Records to process:
# # #

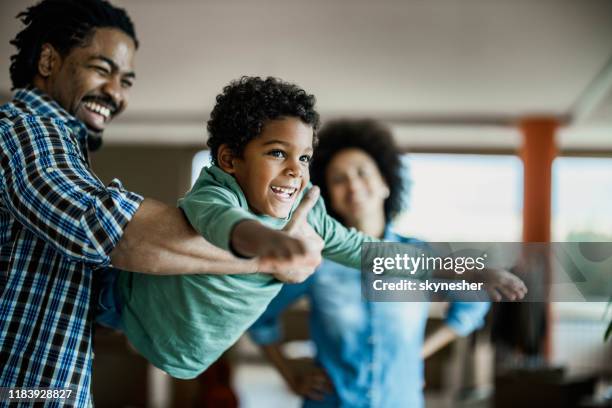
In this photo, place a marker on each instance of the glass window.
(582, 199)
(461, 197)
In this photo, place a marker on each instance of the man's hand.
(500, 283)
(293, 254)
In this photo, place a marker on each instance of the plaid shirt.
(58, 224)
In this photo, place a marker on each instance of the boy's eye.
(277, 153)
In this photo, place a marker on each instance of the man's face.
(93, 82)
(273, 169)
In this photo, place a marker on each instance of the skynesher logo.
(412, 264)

# # #

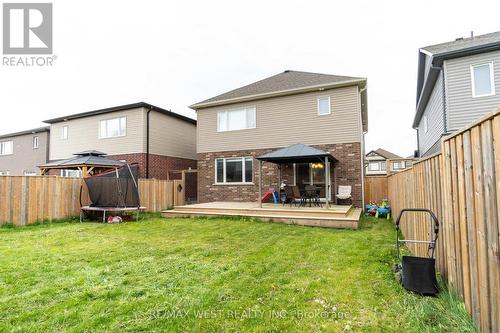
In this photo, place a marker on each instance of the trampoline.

# # #

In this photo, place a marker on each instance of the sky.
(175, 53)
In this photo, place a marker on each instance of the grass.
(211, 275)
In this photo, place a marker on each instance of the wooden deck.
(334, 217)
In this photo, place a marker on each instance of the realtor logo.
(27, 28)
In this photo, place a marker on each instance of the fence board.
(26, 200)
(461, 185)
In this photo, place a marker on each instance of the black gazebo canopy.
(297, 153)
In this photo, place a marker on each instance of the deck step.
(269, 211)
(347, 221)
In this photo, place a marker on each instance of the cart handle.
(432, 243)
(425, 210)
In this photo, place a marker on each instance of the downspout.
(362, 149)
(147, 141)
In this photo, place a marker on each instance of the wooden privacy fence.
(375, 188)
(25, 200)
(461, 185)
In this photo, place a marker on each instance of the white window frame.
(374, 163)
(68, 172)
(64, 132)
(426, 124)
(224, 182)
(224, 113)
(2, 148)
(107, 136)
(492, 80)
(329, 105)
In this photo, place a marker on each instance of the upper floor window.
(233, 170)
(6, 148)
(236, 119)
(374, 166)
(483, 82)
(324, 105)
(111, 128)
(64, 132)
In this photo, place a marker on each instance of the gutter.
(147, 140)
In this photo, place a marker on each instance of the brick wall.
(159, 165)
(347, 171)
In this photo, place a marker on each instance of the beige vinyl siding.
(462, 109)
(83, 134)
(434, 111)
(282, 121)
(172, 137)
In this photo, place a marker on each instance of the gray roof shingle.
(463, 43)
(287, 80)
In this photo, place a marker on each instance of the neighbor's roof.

# # #

Repeat the records from the line with "beige vinyl siding." up to and including the line with "the neighbor's roof.".

In this photo, place a marker on each instance of the beige vinyl siding.
(462, 109)
(83, 134)
(434, 111)
(282, 121)
(172, 137)
In this photo, place a marker on each instance of the gray roof shingle.
(463, 43)
(287, 80)
In this photo, place a marker on each instance of the neighbor's roof.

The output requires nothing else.